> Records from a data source
· · · ·
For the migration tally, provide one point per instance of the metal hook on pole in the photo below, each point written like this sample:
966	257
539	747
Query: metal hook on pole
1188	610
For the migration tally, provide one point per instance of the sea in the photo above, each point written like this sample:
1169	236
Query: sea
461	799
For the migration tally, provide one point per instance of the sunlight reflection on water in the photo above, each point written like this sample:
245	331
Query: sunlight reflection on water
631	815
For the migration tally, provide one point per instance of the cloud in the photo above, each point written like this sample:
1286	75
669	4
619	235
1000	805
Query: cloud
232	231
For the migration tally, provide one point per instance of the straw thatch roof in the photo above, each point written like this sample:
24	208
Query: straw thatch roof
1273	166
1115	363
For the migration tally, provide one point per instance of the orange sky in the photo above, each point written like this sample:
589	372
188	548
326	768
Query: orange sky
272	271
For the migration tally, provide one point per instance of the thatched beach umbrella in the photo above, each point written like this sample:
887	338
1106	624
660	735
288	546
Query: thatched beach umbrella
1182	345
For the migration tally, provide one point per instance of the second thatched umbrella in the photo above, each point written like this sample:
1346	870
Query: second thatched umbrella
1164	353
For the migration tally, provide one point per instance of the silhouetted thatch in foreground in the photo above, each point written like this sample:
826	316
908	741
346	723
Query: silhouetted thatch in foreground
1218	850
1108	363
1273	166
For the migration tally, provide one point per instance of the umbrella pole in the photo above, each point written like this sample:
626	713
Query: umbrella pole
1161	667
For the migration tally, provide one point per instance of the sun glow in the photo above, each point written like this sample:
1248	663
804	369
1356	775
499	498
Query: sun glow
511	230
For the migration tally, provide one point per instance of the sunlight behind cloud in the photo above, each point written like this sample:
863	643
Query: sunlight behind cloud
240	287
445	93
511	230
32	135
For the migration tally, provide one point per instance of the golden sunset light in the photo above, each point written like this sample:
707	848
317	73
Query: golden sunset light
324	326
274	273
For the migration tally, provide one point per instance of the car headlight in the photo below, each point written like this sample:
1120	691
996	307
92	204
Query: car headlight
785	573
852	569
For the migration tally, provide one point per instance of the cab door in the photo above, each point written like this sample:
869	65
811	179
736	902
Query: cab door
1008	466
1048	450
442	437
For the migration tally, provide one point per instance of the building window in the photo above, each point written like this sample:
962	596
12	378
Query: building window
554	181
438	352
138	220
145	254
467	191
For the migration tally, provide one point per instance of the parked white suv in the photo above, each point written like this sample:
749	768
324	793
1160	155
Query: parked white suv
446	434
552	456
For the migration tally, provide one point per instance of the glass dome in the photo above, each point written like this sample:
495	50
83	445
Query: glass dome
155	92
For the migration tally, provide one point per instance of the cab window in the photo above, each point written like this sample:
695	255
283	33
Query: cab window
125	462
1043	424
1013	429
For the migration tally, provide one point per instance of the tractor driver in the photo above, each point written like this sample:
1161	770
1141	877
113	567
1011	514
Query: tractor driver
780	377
· · · ·
> AIM OF THE EXERCISE
Exact duplication of all the data above is expected.

> COMPLETED EXERCISE
For the migration tally, provide one point per instance of the metal hook on pole in the photo below, each point written like this sample:
966	257
539	747
Query: metal hook on pole
1188	610
For the migration tally, provide one point per instance of the sea in the photo above, each point written like this sample:
1169	236
Query: sea
461	799
For the migration tally, provide one point per instance of the sunlight reflection on water in the photo above, each point written like this sample:
245	331
Query: sunlight reflection on water
631	815
For the migration tally, provide one point per instance of the cloud in the photo above, each point written like this sample:
1286	75
669	4
619	235
1000	805
Query: cloud
232	231
For the migration tally, provide one point per instance of the straw thatch roof in the photo above, each point written like this sample:
24	208
Query: straw thatch roof
1273	166
1115	363
For the migration tally, provide one point per instance of the orange sky in the photo above, each point written like this sample:
589	372
188	548
326	768
Query: orange sky
272	271
For the migration tally, provide one point per instance of the thatched beach umbrella in the photo above, each point written like this sample:
887	338
1106	624
660	735
288	546
Query: thatched beach umbrella
1182	345
For the migration tally, provide one point per instance of the second thatched umbrella in the photo above, each point written like this sample:
1346	870
Query: second thatched umbrella
1164	353
For the migration tally, provide one point per instance of the silhouetted thatch in foreground in the photo above, each point written like this sample:
826	316
908	741
346	723
Query: silhouetted thatch in foreground
1218	850
1108	363
1273	166
For the migration tally, provide one point per instance of the umbrella pole in the photo above, each point written like this sample:
626	713
Query: umbrella pole
1161	667
For the migration tally, provide one point per instance of the sun glow in the photo above, each point written like this sample:
1248	663
804	369
1356	775
499	498
Query: sun glow
511	230
For the migration tally, provide one point per instance of the sunlight behind cloud in the photo above, each point written like this sample:
863	643
Query: sunlight behind cloud
240	287
445	93
511	230
32	135
For the migration tally, provide one point per instance of the golden sunset light in the photo above, each point written like this sample:
707	848
317	73
Query: golden sunset light
324	326
274	273
For the migration tally, provide one point per instance of the car headlight in the photo below, each point written like this sample:
1120	691
996	307
92	204
Query: car headlight
785	573
852	569
For the migration tally, provide one point per instance of the cab door in the photo above, each point written like this sample:
869	65
811	179
736	902
Query: cab door
1008	466
1048	450
442	437
For the migration tally, provide one point per instance of the building window in the photo above, each point written like this sample:
962	596
12	378
Query: building window
554	181
438	352
138	220
145	254
467	191
For the migration tally, provide one point per instance of the parked white suv in the photo above, each point written like this sample:
749	768
324	793
1160	155
Query: parked white suv
446	434
552	456
For the migration tally, provide one point per instance of the glass dome in the photo above, each point written like this sample:
495	50
83	445
Query: glass dome
155	92
For the migration tally, provide one point per instance of the cab window in the photo above, each point written like this sample:
695	255
283	33
Query: cab window
125	462
1043	424
1013	429
For the migration tally, provide one point per instance of the tractor driver in the photo above, each point written like this sample:
1161	770
1141	877
113	567
1011	514
Query: tractor driver
780	377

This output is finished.